## Start Task input

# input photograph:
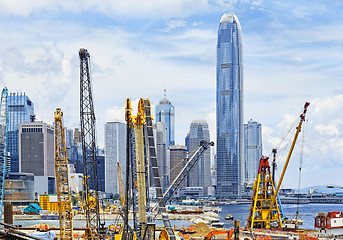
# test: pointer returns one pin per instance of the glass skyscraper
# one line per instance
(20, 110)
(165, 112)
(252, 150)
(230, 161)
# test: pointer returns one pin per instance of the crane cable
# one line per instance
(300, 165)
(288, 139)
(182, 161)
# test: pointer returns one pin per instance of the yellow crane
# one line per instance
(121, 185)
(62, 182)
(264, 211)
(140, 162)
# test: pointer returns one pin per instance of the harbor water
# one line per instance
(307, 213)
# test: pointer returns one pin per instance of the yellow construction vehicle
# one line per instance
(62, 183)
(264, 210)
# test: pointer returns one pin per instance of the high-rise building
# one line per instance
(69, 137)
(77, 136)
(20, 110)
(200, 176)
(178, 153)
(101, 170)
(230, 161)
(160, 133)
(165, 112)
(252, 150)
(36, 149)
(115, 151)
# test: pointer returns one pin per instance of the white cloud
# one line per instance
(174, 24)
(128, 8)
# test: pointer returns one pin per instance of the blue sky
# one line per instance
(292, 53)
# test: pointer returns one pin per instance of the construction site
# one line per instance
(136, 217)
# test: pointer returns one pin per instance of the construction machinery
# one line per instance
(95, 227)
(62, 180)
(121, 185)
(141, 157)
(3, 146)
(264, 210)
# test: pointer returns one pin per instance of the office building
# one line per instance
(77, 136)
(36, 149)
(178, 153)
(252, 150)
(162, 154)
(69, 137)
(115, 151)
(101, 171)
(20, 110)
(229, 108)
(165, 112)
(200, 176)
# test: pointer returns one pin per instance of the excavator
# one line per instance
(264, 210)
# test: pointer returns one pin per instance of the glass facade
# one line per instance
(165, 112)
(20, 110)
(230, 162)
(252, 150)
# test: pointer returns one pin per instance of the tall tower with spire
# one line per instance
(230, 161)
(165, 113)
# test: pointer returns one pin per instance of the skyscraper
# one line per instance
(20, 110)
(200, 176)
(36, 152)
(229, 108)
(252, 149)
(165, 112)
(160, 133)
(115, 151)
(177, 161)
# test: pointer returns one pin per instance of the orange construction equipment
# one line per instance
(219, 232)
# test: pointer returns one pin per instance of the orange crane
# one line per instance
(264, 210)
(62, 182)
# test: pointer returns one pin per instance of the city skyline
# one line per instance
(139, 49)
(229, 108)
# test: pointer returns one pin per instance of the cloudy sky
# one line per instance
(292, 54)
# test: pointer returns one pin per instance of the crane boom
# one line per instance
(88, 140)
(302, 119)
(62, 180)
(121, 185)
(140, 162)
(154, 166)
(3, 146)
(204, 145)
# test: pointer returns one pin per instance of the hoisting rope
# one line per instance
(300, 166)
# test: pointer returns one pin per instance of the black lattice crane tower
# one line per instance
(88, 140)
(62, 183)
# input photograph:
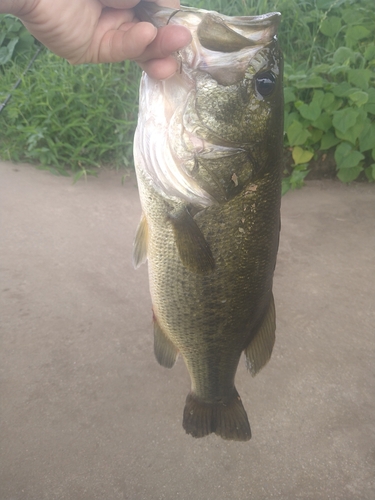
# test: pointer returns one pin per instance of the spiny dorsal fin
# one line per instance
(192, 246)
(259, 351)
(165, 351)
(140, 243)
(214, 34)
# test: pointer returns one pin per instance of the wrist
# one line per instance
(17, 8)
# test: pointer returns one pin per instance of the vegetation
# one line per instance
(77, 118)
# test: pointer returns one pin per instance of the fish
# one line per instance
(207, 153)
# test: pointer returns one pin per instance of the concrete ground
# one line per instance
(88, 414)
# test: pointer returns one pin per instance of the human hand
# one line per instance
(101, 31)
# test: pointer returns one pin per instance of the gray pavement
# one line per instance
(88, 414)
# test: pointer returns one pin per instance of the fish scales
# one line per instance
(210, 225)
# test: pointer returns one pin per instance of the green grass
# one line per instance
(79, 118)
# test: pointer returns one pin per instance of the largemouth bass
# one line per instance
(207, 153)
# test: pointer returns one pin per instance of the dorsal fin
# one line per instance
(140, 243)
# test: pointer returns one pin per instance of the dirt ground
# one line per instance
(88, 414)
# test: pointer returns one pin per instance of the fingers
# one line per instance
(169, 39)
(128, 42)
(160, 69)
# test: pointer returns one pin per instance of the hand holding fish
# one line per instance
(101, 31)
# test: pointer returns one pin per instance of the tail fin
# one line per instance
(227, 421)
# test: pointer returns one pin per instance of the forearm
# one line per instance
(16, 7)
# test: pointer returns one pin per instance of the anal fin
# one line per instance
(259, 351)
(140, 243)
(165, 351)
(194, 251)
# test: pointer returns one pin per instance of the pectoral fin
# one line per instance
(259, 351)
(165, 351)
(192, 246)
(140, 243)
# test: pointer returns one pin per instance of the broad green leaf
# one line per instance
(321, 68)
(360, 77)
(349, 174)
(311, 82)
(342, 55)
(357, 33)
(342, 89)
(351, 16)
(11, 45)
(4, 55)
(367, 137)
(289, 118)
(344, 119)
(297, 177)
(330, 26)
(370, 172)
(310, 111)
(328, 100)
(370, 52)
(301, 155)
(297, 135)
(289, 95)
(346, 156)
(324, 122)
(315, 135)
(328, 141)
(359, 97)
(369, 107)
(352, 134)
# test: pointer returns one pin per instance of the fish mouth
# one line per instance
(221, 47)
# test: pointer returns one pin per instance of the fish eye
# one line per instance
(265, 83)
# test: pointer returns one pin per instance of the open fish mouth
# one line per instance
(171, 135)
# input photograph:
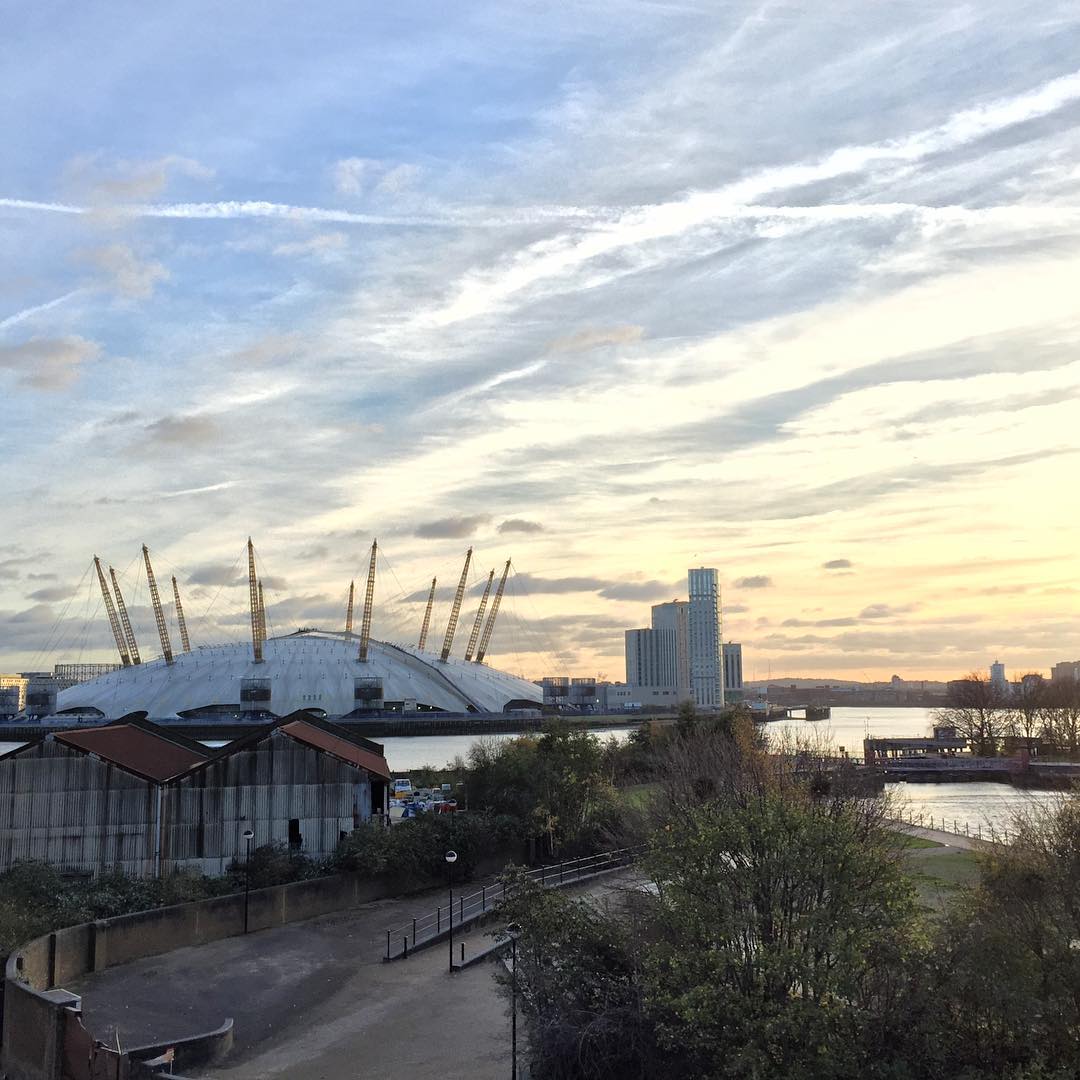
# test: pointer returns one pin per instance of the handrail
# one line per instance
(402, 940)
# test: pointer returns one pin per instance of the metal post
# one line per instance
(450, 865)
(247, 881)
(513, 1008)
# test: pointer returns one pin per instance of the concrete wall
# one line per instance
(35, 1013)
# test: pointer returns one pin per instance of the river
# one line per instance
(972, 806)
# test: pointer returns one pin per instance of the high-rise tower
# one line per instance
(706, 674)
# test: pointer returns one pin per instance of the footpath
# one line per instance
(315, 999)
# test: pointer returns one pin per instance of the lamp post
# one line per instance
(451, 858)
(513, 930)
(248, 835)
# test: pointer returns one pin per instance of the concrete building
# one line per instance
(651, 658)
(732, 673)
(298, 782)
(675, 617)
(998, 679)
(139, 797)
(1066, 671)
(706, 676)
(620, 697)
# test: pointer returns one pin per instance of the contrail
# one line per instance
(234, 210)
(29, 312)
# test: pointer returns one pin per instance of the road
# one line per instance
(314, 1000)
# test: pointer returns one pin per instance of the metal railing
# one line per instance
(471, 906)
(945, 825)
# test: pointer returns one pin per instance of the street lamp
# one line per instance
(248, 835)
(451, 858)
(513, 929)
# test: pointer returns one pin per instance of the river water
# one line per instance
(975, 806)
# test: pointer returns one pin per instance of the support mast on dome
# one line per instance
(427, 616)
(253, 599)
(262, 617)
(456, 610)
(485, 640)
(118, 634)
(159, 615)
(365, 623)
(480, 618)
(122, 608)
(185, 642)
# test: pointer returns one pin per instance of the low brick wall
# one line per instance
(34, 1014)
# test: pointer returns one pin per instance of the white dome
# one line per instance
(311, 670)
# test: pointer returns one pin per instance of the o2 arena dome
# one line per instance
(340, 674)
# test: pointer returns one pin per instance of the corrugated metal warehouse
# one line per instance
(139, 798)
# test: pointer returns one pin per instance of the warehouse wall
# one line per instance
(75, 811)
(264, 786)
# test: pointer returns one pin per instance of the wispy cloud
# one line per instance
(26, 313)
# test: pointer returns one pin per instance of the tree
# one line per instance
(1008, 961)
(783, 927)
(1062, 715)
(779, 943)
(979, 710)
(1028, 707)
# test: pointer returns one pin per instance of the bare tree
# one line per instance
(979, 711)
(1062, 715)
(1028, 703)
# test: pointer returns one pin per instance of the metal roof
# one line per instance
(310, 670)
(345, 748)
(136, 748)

## End Task input
## Start Task input

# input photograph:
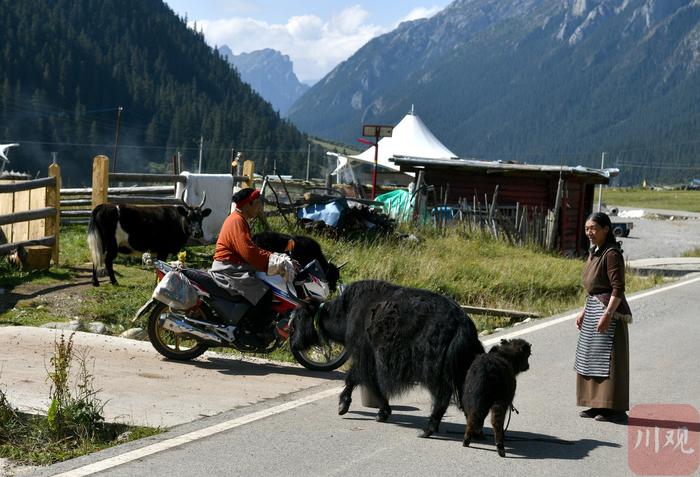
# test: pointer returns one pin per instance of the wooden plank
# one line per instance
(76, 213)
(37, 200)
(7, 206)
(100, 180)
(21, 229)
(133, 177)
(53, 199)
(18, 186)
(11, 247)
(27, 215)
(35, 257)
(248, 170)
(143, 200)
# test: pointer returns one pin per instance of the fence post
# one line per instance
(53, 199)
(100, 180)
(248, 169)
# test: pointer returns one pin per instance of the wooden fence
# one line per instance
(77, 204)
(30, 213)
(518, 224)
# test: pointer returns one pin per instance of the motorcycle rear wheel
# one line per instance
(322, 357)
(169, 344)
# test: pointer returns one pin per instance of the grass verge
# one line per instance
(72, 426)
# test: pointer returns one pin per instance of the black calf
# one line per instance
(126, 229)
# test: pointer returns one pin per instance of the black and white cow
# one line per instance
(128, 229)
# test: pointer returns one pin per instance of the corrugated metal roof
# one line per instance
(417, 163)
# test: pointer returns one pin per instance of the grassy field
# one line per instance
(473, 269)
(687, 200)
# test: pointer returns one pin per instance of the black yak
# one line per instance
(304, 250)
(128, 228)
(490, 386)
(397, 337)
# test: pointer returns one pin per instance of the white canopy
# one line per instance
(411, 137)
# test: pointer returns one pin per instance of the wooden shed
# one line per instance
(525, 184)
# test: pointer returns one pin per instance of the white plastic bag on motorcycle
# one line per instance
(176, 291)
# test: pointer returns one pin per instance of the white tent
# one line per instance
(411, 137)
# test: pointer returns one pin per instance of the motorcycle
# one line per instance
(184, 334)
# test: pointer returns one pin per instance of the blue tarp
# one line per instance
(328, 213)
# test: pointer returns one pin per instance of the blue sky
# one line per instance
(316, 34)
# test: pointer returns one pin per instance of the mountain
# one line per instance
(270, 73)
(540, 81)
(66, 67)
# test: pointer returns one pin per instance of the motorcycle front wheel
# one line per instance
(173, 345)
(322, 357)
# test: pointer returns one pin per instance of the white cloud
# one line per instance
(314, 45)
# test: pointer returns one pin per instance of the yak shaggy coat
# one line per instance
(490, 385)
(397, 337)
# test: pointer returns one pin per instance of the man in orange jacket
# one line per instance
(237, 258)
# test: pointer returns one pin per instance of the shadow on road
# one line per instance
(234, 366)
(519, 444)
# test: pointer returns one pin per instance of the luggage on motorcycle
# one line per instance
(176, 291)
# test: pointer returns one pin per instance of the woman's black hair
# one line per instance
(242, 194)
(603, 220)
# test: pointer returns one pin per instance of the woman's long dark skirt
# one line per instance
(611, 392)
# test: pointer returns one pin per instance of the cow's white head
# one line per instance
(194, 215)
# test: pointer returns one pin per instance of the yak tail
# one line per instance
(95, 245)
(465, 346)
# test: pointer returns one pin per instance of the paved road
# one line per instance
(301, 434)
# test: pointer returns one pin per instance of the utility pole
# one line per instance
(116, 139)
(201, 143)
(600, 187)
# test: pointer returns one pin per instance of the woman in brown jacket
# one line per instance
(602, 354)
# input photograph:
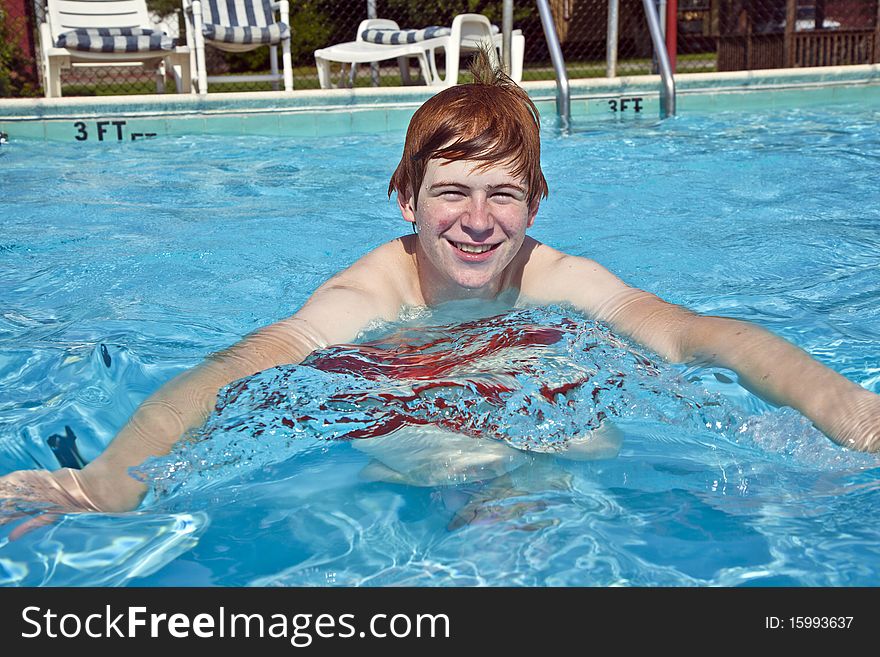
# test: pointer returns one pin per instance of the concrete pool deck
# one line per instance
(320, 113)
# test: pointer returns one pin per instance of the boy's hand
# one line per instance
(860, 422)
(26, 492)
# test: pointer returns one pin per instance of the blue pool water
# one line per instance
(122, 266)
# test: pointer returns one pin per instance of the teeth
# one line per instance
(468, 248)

## End Task input

### What the task requires
Please print the lines exactly, starting at the one that contains "the concrete building" and ending at the one that contains "(314, 1000)".

### Output of the task
# test: pointer returns one pin per instance of the concrete building
# one line per instance
(651, 658)
(732, 673)
(298, 782)
(675, 617)
(998, 679)
(139, 797)
(1066, 671)
(706, 676)
(620, 697)
# test: pointer returns one pin per instance of the contrail
# one line per instance
(234, 210)
(29, 312)
# test: pointer returns one pin per instance of the road
# one line per instance
(314, 1000)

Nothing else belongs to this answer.